Source passage =
— BEGIN —
Under SWI this seems to work fine for all queries but those with shape ?- plus(+X, -Y, +Z)., as for SWI's notation of predicate description. For instance, ?- plus(s(s(0)), Y, s(s(s(0)))). yields Y = s(0) ; false.. My questions are:
How do we prove that the above cuts are (or are not) green?
Can we do better than the above program and eliminate also the last backtrack by adding some other green cuts?
If yes, how?
First a minor issue: the common definition of plus/3 has the first and second argument exchanged which allows to exploit first-argument indexing. See Program 3.3 of the Art of Prolog. That should also be changed in your previous post. I will call your exchanged definition plusp/3 and your optimized definition pluspo/3. Thus, given
plusp(X, 0, X) :- natural_number(X).
plusp(X, s(Y), s(Z)) :- plusp(X, Y, Z).
Detecting red cuts (question one)
How to prove or disprove red/green cuts? First of all, watch for "write"-unifications in the guard. That is, for any such unifications prior to the cut. In your optimized program:
pluspo(X, Y, X) :- (Y == 0 -> ! ; Y = 0), (X == 0 -> ! ; true), ...
I spot the following:
pluspo(X, Y, X) :- (...... -> ! ; ... ), ...
So, let us construct a counterexample: To make this cut cut in a red manner, the "write unification" must make its actual guard Y == 0 true. Which means that the goal to construct must contain the constant 0 somehow. There are only two possibilities to consider. The first or third argument. A zero in the last argument means that we have at most one solution, thus no possibility to cut away further solutions. So, the 0 has to be in the first argument! (The second argument must not be 0 right from the beginning, or the "write unification would not have a detrimental effect.). Here is one such counterexample:
?- pluspo(0, Y, Y).
which gives one correct solution Y = 0, but hides all the other ones! So here we have such an evil red cut!
And contrast it to the unoptimized program which gave infinitely many solutions:
Y = 0
; Y = s(0)
; Y = s(s(0))
; Y = s(s(s(0)))
; ... .
So, your program is incomplete, and any questions about further optimizing it are thus not relevant. But we can do better, let me restate the actual definition we want to optimize:
plus(0, X, X) :- natural_number(X).
plus(s(X), Y, s(Z)) :- plus(X, Y, Z).
In practically all Prolog systems, there is first-argument indexing, which makes the following query determinate:
?- plus(s(0),0,X).
X = s(0).
But many systems do not support (full) third argument indexing. Thus we get in SWI, YAP, SICStus:
?- plus(X, Y, 0).
X = Y, Y = 0
; false.
What you probably wanted to write is:
pluso(X, Y, Z) :-
% Part one: green cuts
( X == 0 -> ! % first-argument indexing
; Z == 0 -> ! % 3rd-argument indexing, e.g. Jekejeke, ECLiPSe
; true
),
% Part two: the original unifications
X = 0,
Y = Z,
natural_number(Z).
pluso(s(X), Y, s(Z)) :- pluso(X, Y, Z).
Note the differences to pluspo/3: There are now only tests prior to the cut! All unifications are thereafter.
?- pluso(X, Y, 0).
X = Y, Y = 0.
— END —
Stated problem 1 = Translate this sentence from the Prolog cuts thread into Spanish: "A zero in the last argument means that we have at most one solution, thus no possibility to cut away further solutions."
Stated problem 2 =
Answer these questions from the Prolog cuts thread:
(a) Which program in the Art of Prolog is cited for the common definition of plus/3?
(b) What single solution does the query ?- pluspo(0, Y, Y). give?
(c) In which three Prolog systems does the query ?- plus(X, Y, 0). produce the shown result?
The listing is separate material from the Prolog cuts thread.

Given information =
— BEGIN —
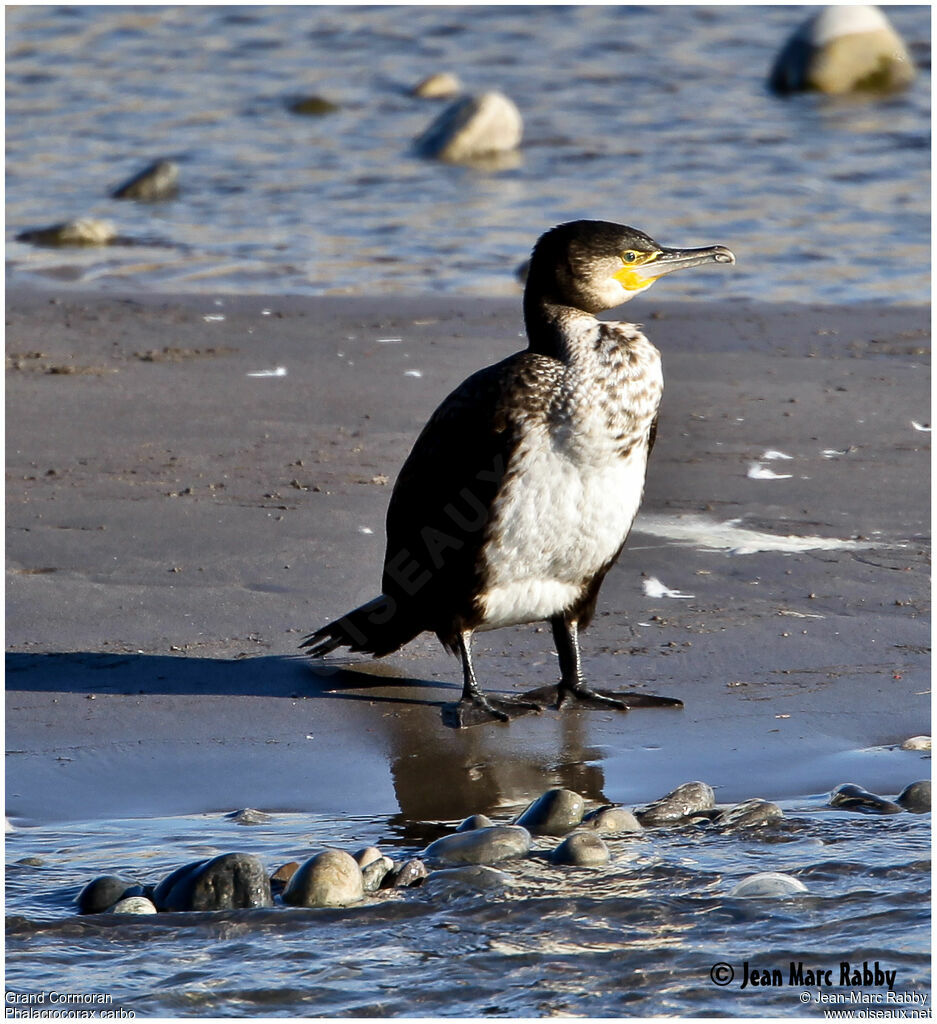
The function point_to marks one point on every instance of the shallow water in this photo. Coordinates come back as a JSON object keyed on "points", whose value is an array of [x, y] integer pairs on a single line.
{"points": [[654, 116], [638, 937]]}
— END —
Worked solution 1 = Un cero en el último argumento significa que tenemos como máximo una solución y, por lo tanto, ninguna posibilidad de eliminar con un corte más soluciones.

Worked solution 2 =
(a) Program 3.3
(b) Y = 0
(c) SWI, YAP and SICStus